### REQUIRED ACTIONS
- A) Please reproduce, word for word, the part of the Through Our Darkest Days article that opens with the words containing "- Producer: Jacob" and closes with "band in 2019.".
- B) Answer these questions from the Through Our Darkest Days article.
(i) In which studio was the album made?
(ii) In what year did Peter Mathiesen leave the band?
(iii) Who created the cover artwork?

### PASSAGE TO READ
## START

Studio album by Mercenary
- Released: 26 July 2013 (Europe) 30 July 2013 (US)
- Studio: Hansen Studios, Denmark
- Genre: Melodic death metal, power metal
- Length: 48:10
- Label: NoiseArt Records (Europe) Prosthetic Records (US)
- Producer: Jacob Hansen

Mercenary chronology
| Metamorphosis (2011) | Through Our Darkest Days (2013) | Soundtrack for the End Times (2023) |

= Through Our Darkest Days =

Through Our Darkest Days is the seventh studio album by Danish melodic death metal band Mercenary. It is their only album with drummer Peter Mathiesen who joined the band as a regular member in 2012 after performing more than 50 shows with them. He left the band in 2019.

The cover artwork was done by Mircea Gabriel Eftemie the guitarist of the Danish metal band Mnemic. René Pedersen commented: "The cover artwork portraits a dark atmosphere, symbolizing the darkness that surrounds us everyday. But in darkness there is always a light, which in this case is symbolized by a burning candle, and the figure that holds its eyes in its hands, showing a piece of the world as seen through our eyes."

## END

### INFORMATION SHOWN
## START

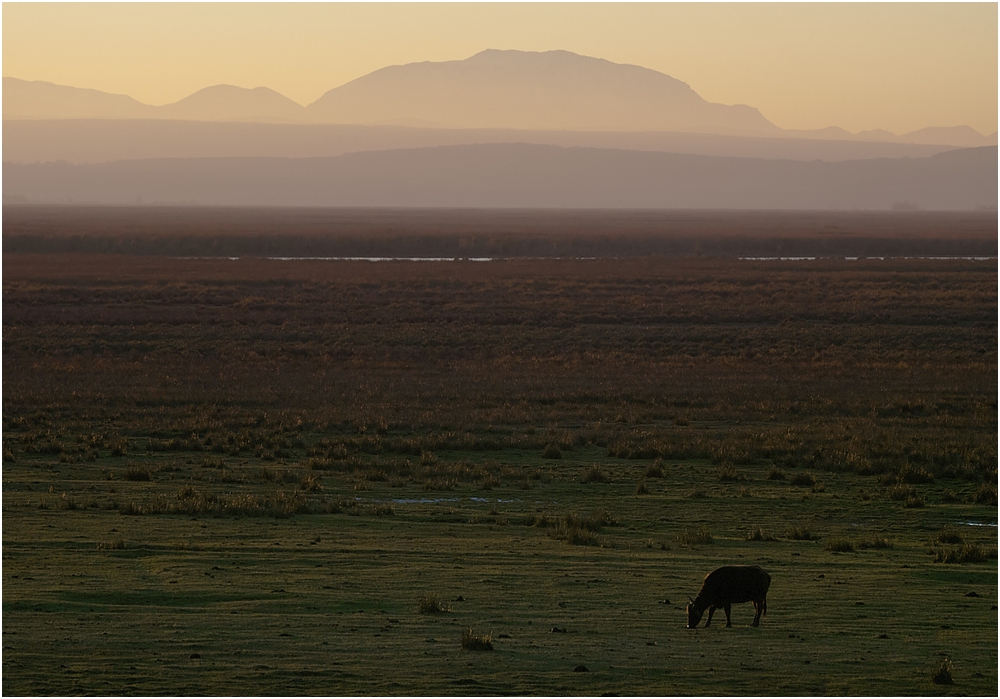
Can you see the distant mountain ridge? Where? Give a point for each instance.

## END

### IN RESPONSE
- A)
- Producer: Jacob Hansen

Mercenary chronology
| Metamorphosis (2011) | Through Our Darkest Days (2013) | Soundtrack for the End Times (2023) |

= Through Our Darkest Days =

Through Our Darkest Days is the seventh studio album by Danish melodic death metal band Mercenary. It is their only album with drummer Peter Mathiesen who joined the band as a regular member in 2012 after performing more than 50 shows with them. He left the band in 2019.

- B)
(i) Hansen Studios, Denmark
(ii) 2019
(iii) Mircea Gabriel Eftemie